• Required work: Pick out every line of the items below that contains the word "roof", and copy each of those lines.

• Data section:
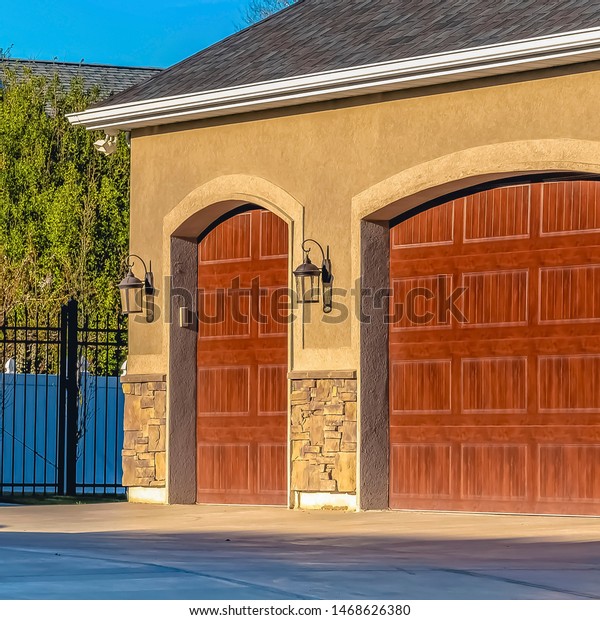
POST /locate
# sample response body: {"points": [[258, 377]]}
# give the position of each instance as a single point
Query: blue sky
{"points": [[126, 32]]}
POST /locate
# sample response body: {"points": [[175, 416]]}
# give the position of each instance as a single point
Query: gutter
{"points": [[443, 68]]}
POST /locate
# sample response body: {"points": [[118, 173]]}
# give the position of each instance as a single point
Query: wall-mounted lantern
{"points": [[134, 292], [310, 278]]}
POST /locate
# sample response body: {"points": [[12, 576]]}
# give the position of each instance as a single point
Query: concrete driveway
{"points": [[127, 551]]}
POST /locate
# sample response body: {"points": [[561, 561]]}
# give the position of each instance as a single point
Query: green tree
{"points": [[261, 9], [64, 208]]}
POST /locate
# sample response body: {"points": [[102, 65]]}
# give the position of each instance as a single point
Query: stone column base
{"points": [[323, 439], [145, 426]]}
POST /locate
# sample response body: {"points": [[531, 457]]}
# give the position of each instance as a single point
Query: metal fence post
{"points": [[62, 402], [72, 399]]}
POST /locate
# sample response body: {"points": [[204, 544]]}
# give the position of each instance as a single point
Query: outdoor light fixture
{"points": [[134, 291], [308, 276], [107, 146]]}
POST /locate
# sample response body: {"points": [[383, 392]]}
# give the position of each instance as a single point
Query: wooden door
{"points": [[498, 409], [242, 361]]}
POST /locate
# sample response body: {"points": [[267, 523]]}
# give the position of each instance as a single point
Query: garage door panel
{"points": [[494, 471], [569, 208], [502, 213], [495, 298], [501, 413], [242, 362], [569, 294], [421, 470], [569, 472]]}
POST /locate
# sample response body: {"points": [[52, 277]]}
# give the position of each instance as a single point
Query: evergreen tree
{"points": [[64, 208]]}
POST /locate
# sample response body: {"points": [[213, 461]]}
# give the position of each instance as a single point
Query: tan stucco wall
{"points": [[323, 168]]}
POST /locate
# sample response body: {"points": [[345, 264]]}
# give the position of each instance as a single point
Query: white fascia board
{"points": [[524, 55]]}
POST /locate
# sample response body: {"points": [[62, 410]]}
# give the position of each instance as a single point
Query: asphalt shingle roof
{"points": [[319, 35], [109, 78]]}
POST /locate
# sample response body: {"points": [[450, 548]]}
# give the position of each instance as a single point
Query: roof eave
{"points": [[473, 63]]}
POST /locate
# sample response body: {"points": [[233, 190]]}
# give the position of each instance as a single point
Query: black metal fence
{"points": [[61, 406]]}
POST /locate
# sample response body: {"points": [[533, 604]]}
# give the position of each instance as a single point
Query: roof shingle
{"points": [[320, 35], [110, 79]]}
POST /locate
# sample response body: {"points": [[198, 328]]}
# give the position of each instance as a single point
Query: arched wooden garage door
{"points": [[499, 411], [242, 361]]}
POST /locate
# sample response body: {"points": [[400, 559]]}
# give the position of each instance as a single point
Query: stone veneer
{"points": [[323, 433], [144, 446]]}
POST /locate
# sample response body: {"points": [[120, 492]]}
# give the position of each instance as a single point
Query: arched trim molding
{"points": [[462, 169], [202, 206]]}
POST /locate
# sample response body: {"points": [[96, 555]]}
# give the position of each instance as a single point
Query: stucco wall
{"points": [[325, 167]]}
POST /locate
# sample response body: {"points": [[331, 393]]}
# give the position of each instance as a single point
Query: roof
{"points": [[315, 36], [110, 79]]}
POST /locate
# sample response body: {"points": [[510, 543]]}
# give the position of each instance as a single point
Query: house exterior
{"points": [[447, 156]]}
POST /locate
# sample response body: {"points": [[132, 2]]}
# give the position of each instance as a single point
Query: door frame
{"points": [[181, 293]]}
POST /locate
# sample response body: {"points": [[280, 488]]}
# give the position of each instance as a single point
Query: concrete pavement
{"points": [[125, 551]]}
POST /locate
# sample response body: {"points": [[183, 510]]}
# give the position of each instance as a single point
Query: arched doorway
{"points": [[242, 360], [494, 352]]}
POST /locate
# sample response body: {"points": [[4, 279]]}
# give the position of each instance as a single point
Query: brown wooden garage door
{"points": [[501, 412], [242, 361]]}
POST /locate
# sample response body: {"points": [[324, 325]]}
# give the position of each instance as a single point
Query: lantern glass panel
{"points": [[131, 300]]}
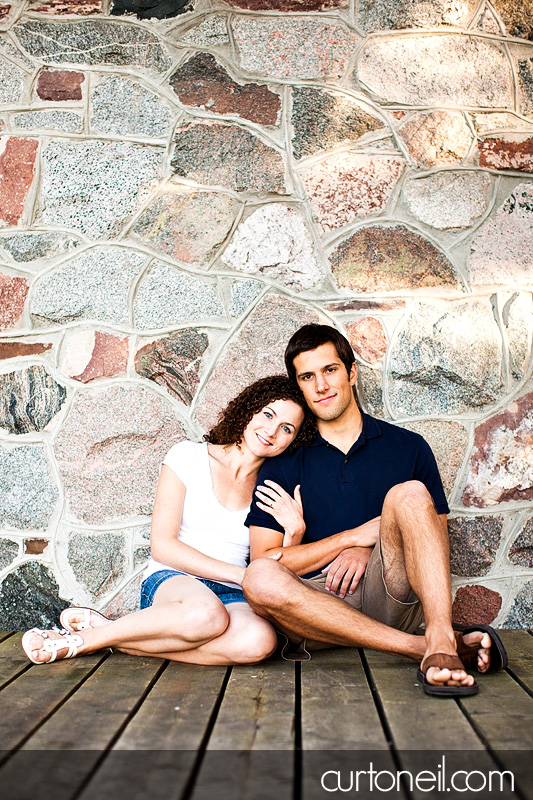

• Result for this exercise:
Query: asphalt shingle roof
Query: roof eave
Query: roof shingle
Query: roof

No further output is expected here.